#### Entries taken from a collection:
* * * *
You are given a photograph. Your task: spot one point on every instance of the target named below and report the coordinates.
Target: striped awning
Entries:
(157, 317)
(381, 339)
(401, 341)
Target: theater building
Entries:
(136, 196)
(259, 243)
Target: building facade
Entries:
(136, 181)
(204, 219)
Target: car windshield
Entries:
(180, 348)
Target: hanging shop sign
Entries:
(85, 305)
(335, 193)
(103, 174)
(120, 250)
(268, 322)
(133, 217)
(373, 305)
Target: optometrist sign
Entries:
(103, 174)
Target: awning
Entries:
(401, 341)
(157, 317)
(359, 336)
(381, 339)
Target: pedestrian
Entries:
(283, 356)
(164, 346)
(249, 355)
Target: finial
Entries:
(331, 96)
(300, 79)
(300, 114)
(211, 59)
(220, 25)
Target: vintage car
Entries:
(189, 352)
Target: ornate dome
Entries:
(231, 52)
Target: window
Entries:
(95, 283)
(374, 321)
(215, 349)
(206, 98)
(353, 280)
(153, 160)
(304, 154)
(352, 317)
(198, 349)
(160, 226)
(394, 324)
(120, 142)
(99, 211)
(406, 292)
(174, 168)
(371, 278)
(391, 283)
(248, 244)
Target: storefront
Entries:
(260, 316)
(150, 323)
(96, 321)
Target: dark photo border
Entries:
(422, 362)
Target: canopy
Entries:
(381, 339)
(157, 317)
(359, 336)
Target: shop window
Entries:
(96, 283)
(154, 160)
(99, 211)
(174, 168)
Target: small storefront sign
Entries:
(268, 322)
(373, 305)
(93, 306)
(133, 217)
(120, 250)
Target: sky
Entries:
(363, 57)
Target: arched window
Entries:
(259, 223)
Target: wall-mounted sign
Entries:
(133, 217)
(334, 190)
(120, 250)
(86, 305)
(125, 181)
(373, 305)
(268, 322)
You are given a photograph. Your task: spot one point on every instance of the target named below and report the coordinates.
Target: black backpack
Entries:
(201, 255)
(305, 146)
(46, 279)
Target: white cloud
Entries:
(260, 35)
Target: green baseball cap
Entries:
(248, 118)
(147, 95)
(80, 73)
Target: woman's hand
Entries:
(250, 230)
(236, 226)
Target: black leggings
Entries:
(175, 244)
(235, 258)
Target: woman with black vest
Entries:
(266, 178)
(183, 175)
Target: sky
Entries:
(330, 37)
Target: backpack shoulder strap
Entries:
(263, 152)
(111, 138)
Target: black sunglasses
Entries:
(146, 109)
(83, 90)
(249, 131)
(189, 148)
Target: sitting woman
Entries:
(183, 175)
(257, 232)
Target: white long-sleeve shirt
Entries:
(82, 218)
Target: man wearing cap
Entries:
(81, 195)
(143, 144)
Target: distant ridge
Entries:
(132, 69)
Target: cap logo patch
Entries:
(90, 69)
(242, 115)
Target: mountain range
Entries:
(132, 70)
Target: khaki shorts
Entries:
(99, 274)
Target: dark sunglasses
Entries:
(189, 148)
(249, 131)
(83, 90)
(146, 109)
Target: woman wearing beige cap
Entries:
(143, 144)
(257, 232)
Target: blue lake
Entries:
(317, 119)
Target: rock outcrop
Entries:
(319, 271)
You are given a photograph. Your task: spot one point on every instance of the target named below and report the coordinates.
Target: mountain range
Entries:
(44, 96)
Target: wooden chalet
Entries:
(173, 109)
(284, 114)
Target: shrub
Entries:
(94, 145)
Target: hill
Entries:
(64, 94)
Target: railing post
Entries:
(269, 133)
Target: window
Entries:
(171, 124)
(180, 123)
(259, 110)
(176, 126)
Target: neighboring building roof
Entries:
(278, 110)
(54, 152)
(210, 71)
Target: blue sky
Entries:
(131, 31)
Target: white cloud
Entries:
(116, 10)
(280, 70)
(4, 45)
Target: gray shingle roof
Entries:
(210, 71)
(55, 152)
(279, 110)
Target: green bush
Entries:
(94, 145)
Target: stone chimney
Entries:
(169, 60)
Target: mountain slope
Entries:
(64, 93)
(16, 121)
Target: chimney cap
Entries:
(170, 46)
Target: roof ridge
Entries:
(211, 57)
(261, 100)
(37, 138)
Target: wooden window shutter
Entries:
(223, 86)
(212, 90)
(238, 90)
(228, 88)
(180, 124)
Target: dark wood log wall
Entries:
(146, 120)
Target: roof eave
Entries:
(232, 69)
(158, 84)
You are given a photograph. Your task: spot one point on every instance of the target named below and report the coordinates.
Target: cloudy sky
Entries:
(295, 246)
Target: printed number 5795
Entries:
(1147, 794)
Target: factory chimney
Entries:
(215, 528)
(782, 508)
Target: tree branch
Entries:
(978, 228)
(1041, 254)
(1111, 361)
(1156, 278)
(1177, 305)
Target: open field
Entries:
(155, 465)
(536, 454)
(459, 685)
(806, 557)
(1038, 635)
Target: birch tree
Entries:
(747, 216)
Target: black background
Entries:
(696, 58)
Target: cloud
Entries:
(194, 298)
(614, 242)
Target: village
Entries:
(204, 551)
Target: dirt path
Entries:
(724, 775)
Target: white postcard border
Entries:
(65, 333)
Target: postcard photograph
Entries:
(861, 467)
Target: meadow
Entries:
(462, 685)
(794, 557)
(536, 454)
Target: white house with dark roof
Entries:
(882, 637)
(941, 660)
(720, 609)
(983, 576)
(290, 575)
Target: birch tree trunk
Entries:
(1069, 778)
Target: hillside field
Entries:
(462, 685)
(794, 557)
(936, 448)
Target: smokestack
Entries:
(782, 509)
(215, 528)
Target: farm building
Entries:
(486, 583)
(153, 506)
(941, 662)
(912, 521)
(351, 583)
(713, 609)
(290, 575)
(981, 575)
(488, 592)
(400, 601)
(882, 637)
* * * *
#### WHAT TO WORK ON:
Transcribe every line of the records exactly, please.

#### ANSWER BOX:
You are given a photograph. Your task: spot one point on every instance of the target named below and report the coordinates.
Target: striped awning
Entries:
(157, 317)
(381, 339)
(401, 341)
Target: theater building
Entries:
(136, 196)
(259, 243)
Target: building facade
Entries:
(136, 181)
(204, 219)
Target: car windshield
Entries:
(180, 348)
Target: hanging shop sign
Entries:
(85, 305)
(335, 193)
(103, 174)
(120, 250)
(268, 322)
(133, 217)
(373, 305)
Target: optometrist sign
Entries:
(103, 174)
Target: awning
Entries:
(401, 341)
(157, 317)
(359, 336)
(381, 339)
Target: pedestrian
Entries:
(283, 356)
(164, 346)
(249, 355)
Target: finial
Entries:
(331, 96)
(300, 79)
(300, 114)
(211, 59)
(220, 25)
Target: vintage car
Entries:
(189, 352)
Target: ornate dome
Entries:
(231, 52)
Target: window
Entries:
(95, 283)
(374, 321)
(215, 349)
(206, 98)
(353, 280)
(153, 160)
(304, 154)
(352, 317)
(198, 349)
(160, 226)
(394, 324)
(120, 142)
(99, 211)
(406, 292)
(174, 168)
(371, 278)
(391, 283)
(248, 244)
Target: storefront
Entries:
(260, 316)
(150, 323)
(96, 321)
Target: dark photo border
Entries:
(422, 362)
Target: canopy
Entries:
(381, 339)
(157, 317)
(359, 336)
Target: shop window
Entries:
(96, 283)
(154, 160)
(99, 211)
(174, 168)
Target: small storefront sign
Entries:
(268, 322)
(373, 305)
(93, 306)
(133, 217)
(120, 250)
Target: sky
Entries:
(363, 57)
Target: arched window
Entries:
(259, 223)
Target: wall-mounted sign
Entries:
(133, 217)
(334, 190)
(120, 250)
(86, 305)
(125, 181)
(373, 305)
(268, 322)
You are given a photograph. Your task: spot one point on every instance of the target named below and report the coordinates.
Target: black backpack
Entries:
(201, 255)
(305, 146)
(46, 279)
Target: white cloud
Entries:
(260, 35)
Target: green baseball cap
Entries:
(248, 118)
(147, 95)
(80, 73)
Target: woman's hand
Entries:
(250, 230)
(236, 226)
Target: black leggings
Entries:
(175, 244)
(235, 258)
Target: woman with black vest
Entries:
(266, 178)
(183, 175)
Target: sky
Entries:
(330, 37)
Target: backpack shoulder strap
Entries:
(263, 152)
(111, 138)
Target: black sunglasses
Entries:
(146, 109)
(83, 90)
(249, 131)
(189, 148)
Target: sitting woman
Entries:
(183, 175)
(257, 232)
Target: white long-sleeve shirt
Entries:
(82, 218)
Target: man wearing cap
Entries:
(81, 195)
(143, 144)
Target: distant ridge
Entries:
(132, 69)
Target: cap logo patch
Entries:
(90, 69)
(242, 115)
Target: mountain range
Entries:
(132, 70)
Target: khaki shorts
Entries:
(99, 274)
Target: dark sunglasses
Entries:
(189, 148)
(249, 131)
(83, 90)
(146, 109)
Target: woman wearing beige cap
Entries:
(143, 144)
(257, 232)
Target: blue lake
Entries:
(317, 119)
Target: rock outcrop
Entries:
(319, 271)
You are given a photograph. Your task: spot one point on every instance of the target named below and report the coordinates.
Target: mountain range
Entries:
(44, 96)
Target: wooden chalet
Entries:
(173, 109)
(284, 114)
Target: shrub
Entries:
(94, 145)
Target: hill
Entries:
(64, 94)
Target: railing post
Entries:
(269, 133)
Target: window
Entries:
(171, 124)
(180, 123)
(259, 110)
(176, 126)
Target: neighboring building roof
Entries:
(278, 110)
(54, 152)
(210, 71)
Target: blue sky
Entries:
(131, 31)
Target: white cloud
Entries:
(116, 10)
(280, 70)
(4, 45)
Target: gray shingle roof
Entries:
(210, 71)
(55, 152)
(279, 110)
Target: green bush
Entries:
(94, 145)
Target: stone chimney
Entries:
(169, 60)
Target: mountain slope
Entries:
(64, 93)
(16, 121)
Target: chimney cap
Entries:
(170, 46)
Target: roof ridge
Entries:
(211, 57)
(261, 100)
(37, 138)
Target: wooden window shutter
Entries:
(223, 86)
(212, 90)
(238, 90)
(228, 88)
(180, 124)
Target: dark wood log wall
Entries:
(146, 120)
Target: roof eave
Entries:
(232, 69)
(158, 84)
You are given a photograph. Your task: spot one point on every instance of the target named below and report the coordinates.
Target: cloudy sky
Entries:
(295, 246)
Target: printed number 5795
Entries:
(1147, 794)
Target: factory chimney
Entries:
(215, 528)
(782, 508)
Target: tree branch
Entries:
(978, 228)
(1041, 254)
(1111, 361)
(1156, 278)
(1177, 305)
Target: open field
Entries:
(155, 465)
(536, 454)
(459, 685)
(806, 557)
(1038, 635)
Target: birch tree
Entries:
(747, 216)
Target: black background
Entries:
(696, 58)
Target: cloud
Entries:
(194, 298)
(614, 242)
Target: village
Entries:
(204, 551)
Target: dirt path
Entries:
(724, 775)
Target: white postcard border
Entries:
(65, 333)
Target: postcard photograph
Entries:
(861, 467)
Target: meadow
Entries:
(462, 685)
(794, 557)
(536, 454)
Target: white house with dark roof
Entries:
(882, 637)
(941, 660)
(720, 609)
(983, 576)
(290, 575)
Target: birch tree trunk
Entries:
(1069, 778)
Target: hillside field
Entries:
(462, 685)
(794, 557)
(936, 448)
Target: smokestack
Entries:
(782, 509)
(215, 528)
Target: farm building
Entries:
(486, 583)
(153, 506)
(941, 662)
(912, 521)
(351, 583)
(713, 609)
(290, 575)
(981, 575)
(488, 592)
(400, 601)
(882, 637)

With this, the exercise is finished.